— What to produce —
Should a line in the entries below contain "player", return that line.
*** Input records ***
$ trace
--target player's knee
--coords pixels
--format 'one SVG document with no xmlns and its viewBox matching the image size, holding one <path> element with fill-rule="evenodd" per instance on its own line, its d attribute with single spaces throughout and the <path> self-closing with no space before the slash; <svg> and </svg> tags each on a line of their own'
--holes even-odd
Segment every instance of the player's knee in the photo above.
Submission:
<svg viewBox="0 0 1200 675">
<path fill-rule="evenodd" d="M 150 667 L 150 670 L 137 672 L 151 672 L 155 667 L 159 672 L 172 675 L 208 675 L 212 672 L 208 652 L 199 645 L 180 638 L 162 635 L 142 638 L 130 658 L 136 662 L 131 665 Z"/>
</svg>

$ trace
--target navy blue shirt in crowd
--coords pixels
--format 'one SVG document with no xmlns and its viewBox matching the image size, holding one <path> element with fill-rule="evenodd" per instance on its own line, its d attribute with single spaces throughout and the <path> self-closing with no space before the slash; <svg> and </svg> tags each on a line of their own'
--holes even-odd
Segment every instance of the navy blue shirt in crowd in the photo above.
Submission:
*** End of Input records ***
— Answer space —
--target player's knee
Segment every instance of the player's knee in the photo above.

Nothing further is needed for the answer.